▶ **Passage**:
----
Murphy won a Progressive Conservative nomination in 1975. However, he abandoned it due to lack of funds. Instead, he went to work as special assistant to PC leader and Premier Frank Moores.

Murphy later switched parties in the 1980s and served two years as chief researcher for the provincial Liberal caucus before running for provincial office twice, as a Liberal. He stood for election in the 1985 general election in the riding of Placentia, and came in second, losing by 146 votes to William G. Patterson. The next year, he stood for election in a by-election in the riding of St. John's East. This time, he came in third, behind the successful New Democratic Party candidate, Gene Long, and the Progressive Conservative candidate, Shannie Duff.

== Canadian Broadcasting Corporation ==
Murphy was a frequent presence on the various branches of the CBC. In the 1970s, he worked as an interviewer on Here and Now which aired on CBC Radio in Newfoundland, and in Toronto, on the current affairs program Up Canada!
----
▶ **Material provided**:
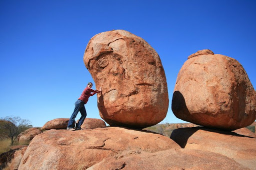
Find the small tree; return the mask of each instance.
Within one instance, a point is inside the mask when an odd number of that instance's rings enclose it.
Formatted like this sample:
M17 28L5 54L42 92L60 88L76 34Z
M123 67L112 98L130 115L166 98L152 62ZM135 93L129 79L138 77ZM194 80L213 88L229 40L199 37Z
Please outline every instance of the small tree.
M32 126L30 121L22 119L20 116L6 116L0 119L0 136L8 138L12 141L12 145L17 139L18 135Z

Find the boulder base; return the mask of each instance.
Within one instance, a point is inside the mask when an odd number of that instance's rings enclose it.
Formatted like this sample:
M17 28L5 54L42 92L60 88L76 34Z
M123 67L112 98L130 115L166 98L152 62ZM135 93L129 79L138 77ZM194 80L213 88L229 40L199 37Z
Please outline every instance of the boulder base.
M230 158L251 170L256 167L256 138L204 127L174 130L170 139L182 148L208 151Z
M238 61L202 50L188 57L180 69L172 109L186 121L234 130L256 120L256 92Z
M118 127L52 129L33 139L18 170L85 170L108 157L180 148L170 138L148 131Z
M66 129L68 127L68 118L58 118L47 122L41 128L42 130L48 130L50 129ZM75 122L73 125L74 127Z
M110 126L143 128L162 121L168 106L164 71L142 38L116 30L90 40L84 56L97 88L100 117Z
----
▶ **Parts of the exercise**:
1. Answer these from the passage about Murphy:
(a) In what year did Murphy win a Progressive Conservative nomination?
(b) By how many votes, and to whom, did he lose in Placentia in the 1985 general election?
(c) Which CBC Radio program in Newfoundland did he work on as an interviewer in the 1970s?
2. Turn the paragraph of the Murphy passage that begins "Murphy later switched parties" into a short list that keeps its main facts.
3. Carry on the passage about Murphy from its final sentence.

▶ **Answers for the exercise**:
1.
(a) 1975
(b) By 146 votes, to William G. Patterson
(c) Here and Now

2.
- Switched parties in the 1980s and spent two years as chief researcher for the provincial Liberal caucus.
- Ran twice for provincial office as a Liberal.
- 1985 general election, Placentia: came second, losing by 146 votes to William G. Patterson.
- The next year, St. John's East by-election: came third, behind New Democrat Gene Long, who won, and Progressive Conservative Shannie Duff.

3.
He returned to CBC in the 1990s and had regular commentary segments entitled "Point of View" on The National, CBC Television's flagship nightly news program. He was also the regular host of CBC Radio One's Cross Country Checkup, a nationwide call-in show, starting in 1994 and continuing for 21 years.

In 2004, he and nine other prominent Canadians participated in the production and the defence of a Great Canadian on the CBC Television program The Greatest Canadian. Murphy, advocating for former prime minister Pierre Trudeau, guided his candidate to third place in the final vote.

Murphy retired from Cross Country Checkup on 20 September 2015, and continued his commentary segments on The National until 28 June 2017.

After receiving several public complaints in 2014, the CBC's ombudsman investigated claims that Murphy may have been in conflict of interest by criticizing opponents of the Alberta oil sands in his "Point of View" segments while receiving money from the oil industry for paid speeches. In the final report and after an investigation, the CBC's ombudsman, Esther Enkin, did not say whether Murphy's speeches presented a conflict of interest but did conclude that "since taking money leads to a perception of a conflict of interest, CBC management might want to consider, in the review they are undertaking, whether even with disclosure, it is appropriate for CBC news and current affairs staff to get paid for their speaking engagements."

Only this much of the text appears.